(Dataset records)
+ + + +

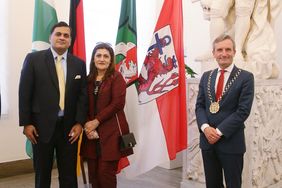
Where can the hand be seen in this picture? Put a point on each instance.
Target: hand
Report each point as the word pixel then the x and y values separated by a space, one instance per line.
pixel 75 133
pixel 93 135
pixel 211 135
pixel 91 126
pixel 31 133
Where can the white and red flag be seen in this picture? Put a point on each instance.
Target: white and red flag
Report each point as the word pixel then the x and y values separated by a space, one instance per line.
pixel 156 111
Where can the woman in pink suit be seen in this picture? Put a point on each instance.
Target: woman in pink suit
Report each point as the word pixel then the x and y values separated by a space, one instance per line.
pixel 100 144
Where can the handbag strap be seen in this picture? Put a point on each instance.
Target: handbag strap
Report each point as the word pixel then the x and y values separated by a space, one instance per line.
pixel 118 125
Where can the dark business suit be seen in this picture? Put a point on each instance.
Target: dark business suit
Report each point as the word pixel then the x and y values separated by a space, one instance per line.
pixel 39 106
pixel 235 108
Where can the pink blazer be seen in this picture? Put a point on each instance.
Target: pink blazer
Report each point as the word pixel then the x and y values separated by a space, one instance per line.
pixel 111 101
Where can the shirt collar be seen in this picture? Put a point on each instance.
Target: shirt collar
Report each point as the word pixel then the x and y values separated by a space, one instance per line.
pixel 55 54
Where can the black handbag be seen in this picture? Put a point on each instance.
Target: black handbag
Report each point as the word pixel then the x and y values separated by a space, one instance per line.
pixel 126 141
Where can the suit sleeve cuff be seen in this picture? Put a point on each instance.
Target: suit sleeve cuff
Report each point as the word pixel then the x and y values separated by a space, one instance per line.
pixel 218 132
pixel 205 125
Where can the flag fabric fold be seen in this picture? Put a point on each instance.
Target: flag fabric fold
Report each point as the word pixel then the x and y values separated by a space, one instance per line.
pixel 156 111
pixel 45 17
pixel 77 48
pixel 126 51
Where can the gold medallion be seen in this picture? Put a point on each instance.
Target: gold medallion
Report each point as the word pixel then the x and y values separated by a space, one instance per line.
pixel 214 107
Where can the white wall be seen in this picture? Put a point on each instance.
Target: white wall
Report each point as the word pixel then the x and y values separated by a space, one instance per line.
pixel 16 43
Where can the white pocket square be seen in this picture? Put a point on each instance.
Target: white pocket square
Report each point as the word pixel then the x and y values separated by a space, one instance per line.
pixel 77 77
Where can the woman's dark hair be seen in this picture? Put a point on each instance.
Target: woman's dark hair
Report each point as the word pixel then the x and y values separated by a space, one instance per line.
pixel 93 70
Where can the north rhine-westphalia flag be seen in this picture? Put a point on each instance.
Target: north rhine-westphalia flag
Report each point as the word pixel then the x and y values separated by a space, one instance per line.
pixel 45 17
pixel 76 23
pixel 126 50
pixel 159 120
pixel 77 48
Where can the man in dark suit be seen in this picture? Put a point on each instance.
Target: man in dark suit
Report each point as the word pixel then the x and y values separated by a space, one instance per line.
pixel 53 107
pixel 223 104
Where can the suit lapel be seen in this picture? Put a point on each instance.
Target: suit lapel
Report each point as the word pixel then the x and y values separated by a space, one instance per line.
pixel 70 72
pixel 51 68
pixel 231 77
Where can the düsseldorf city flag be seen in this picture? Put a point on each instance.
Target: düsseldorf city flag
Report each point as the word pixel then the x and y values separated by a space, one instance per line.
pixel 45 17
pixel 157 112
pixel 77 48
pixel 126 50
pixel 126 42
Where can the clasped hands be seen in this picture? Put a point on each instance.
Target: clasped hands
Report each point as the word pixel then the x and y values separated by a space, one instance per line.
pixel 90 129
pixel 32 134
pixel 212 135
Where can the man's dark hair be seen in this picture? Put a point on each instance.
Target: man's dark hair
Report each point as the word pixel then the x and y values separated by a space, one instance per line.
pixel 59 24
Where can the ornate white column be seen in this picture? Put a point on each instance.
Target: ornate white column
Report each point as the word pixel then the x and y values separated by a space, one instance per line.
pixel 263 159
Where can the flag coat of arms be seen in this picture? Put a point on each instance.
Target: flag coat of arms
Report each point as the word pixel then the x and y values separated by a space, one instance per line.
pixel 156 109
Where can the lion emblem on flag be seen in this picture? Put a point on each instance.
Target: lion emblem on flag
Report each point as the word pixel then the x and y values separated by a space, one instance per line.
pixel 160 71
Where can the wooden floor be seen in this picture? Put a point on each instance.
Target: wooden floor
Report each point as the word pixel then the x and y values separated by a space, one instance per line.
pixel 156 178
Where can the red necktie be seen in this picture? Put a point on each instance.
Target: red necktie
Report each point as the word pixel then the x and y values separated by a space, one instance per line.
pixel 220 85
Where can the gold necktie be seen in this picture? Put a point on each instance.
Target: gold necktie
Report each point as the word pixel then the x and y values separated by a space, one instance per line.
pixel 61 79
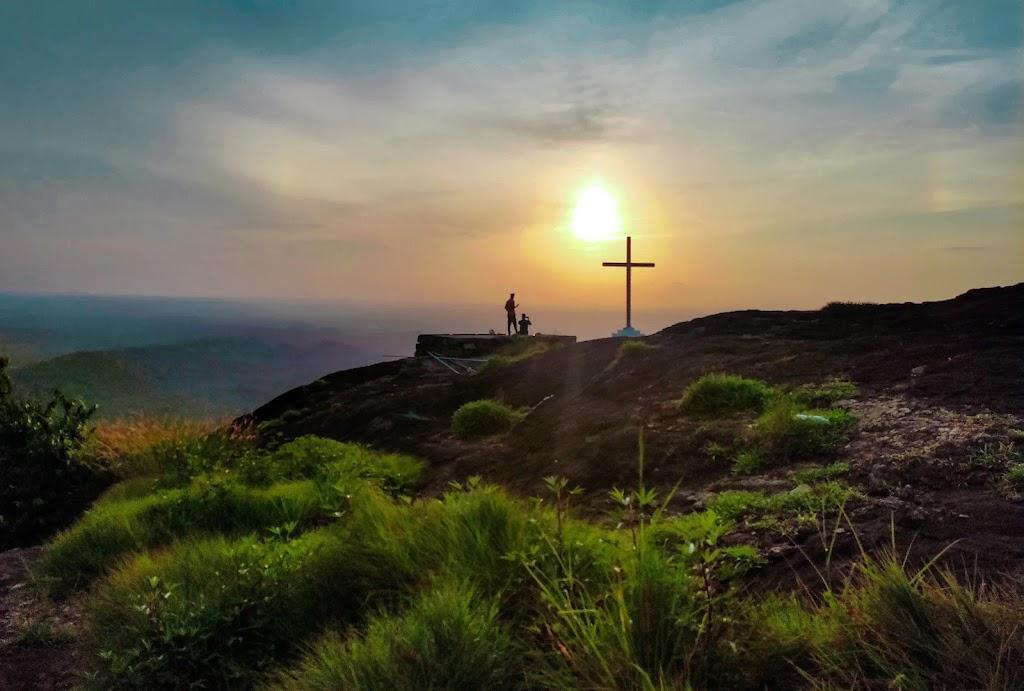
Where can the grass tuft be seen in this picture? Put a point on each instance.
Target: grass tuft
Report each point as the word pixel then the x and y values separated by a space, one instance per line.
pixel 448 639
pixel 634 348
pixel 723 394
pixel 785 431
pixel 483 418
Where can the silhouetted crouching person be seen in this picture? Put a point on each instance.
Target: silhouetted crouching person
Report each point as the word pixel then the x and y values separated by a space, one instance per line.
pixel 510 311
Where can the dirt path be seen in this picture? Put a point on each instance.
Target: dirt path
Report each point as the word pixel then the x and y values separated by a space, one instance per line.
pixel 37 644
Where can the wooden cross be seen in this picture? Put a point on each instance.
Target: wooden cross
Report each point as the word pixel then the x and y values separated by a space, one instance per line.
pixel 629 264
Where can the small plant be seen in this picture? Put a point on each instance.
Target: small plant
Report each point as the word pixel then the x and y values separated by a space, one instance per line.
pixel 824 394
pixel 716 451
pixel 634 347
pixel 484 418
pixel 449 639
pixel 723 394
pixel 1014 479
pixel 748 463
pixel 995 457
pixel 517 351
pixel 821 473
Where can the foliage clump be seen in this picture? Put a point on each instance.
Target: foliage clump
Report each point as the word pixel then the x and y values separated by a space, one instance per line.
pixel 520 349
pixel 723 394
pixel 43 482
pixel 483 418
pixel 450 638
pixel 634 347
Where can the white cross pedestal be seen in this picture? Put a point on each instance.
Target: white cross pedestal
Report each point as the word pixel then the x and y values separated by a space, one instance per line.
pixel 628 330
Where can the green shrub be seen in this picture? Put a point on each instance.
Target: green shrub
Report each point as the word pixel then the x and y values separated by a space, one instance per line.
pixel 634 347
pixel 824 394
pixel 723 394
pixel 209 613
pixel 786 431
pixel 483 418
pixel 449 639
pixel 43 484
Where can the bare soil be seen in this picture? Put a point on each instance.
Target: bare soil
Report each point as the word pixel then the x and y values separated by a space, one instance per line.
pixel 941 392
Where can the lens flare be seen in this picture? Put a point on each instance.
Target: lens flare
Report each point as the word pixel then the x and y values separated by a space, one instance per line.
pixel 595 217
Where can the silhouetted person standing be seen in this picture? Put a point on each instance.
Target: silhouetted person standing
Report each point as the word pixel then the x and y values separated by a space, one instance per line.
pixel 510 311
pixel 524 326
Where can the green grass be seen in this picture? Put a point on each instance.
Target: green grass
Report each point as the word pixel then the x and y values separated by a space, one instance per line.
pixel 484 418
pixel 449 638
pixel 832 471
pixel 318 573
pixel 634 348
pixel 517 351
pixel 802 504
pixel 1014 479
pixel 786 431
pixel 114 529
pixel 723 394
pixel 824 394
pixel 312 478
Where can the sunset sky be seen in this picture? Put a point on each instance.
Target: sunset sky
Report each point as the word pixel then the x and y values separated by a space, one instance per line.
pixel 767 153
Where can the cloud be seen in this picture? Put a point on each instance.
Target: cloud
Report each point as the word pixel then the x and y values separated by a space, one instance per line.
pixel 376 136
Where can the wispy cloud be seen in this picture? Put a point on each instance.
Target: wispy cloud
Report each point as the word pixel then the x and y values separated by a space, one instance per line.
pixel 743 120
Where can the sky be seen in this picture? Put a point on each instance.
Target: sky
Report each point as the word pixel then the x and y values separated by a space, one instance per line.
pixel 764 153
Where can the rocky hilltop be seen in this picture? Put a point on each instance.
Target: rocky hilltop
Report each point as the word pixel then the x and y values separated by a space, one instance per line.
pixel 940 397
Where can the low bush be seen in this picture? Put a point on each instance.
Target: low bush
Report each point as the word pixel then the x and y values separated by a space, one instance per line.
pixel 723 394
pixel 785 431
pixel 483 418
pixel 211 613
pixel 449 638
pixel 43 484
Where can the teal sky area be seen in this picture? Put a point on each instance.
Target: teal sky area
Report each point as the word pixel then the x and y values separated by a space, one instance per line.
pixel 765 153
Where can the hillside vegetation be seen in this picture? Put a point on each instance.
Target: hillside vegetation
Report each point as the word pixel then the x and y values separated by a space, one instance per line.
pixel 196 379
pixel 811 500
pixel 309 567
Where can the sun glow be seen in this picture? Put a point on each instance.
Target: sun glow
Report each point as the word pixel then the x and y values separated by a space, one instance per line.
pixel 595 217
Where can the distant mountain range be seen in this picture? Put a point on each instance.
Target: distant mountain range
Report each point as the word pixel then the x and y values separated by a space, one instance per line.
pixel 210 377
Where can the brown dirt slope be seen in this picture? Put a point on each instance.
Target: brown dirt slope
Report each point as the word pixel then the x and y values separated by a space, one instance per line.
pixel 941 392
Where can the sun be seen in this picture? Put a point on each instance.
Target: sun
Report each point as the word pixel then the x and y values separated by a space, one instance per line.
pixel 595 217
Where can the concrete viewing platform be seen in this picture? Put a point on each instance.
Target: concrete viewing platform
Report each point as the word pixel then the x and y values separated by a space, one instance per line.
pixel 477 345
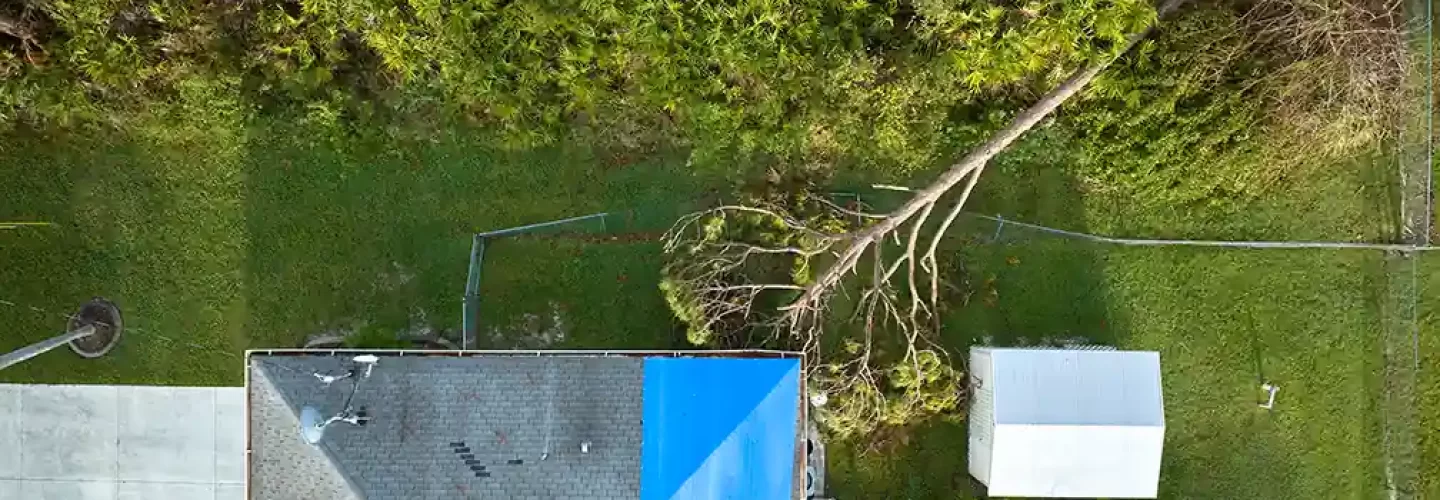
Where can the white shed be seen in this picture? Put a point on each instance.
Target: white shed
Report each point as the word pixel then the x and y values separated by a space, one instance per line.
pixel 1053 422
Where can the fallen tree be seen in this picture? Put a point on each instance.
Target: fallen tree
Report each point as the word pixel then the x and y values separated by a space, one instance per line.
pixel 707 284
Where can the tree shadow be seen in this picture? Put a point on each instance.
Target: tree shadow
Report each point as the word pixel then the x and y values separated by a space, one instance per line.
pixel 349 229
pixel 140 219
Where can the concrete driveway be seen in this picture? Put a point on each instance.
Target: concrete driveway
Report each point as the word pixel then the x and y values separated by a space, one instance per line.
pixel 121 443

+ + + +

Assignment
Retype the records above, but only those lines that fall between the line containing "Where can the bare" and the line containing "Where can the sunset", with both of those lines included, exactly as written.

Answer for this exercise
Where can the bare soil be seen in this picture? Put a point on each instance.
Target: bare soil
Report each point as the word pixel then the x and y values separated by a space, one instance per line.
pixel 941 392
Where can the lens flare be seen in this picture? Put a point on each instance.
Target: lens flare
Report each point as the word pixel then the x and y values separated by a space, one instance per line.
pixel 595 217
Where can the silhouetted person standing be seen in this picture? Put a point on each instance.
Target: silhouetted person standing
Report each point as the word pixel then the x and y values separated by a space, one instance per line.
pixel 510 311
pixel 524 326
Where can the green grass be seen in this picture? Put a point on each instance.
Target: green grass
Report each point as the word pixel then the x and y values separated by a space, one instance per line.
pixel 484 418
pixel 449 638
pixel 832 471
pixel 318 573
pixel 634 348
pixel 517 351
pixel 802 504
pixel 1014 479
pixel 786 431
pixel 114 529
pixel 723 394
pixel 824 394
pixel 312 478
Where can the sunset sky be seen in this picture? Put a point on each instance.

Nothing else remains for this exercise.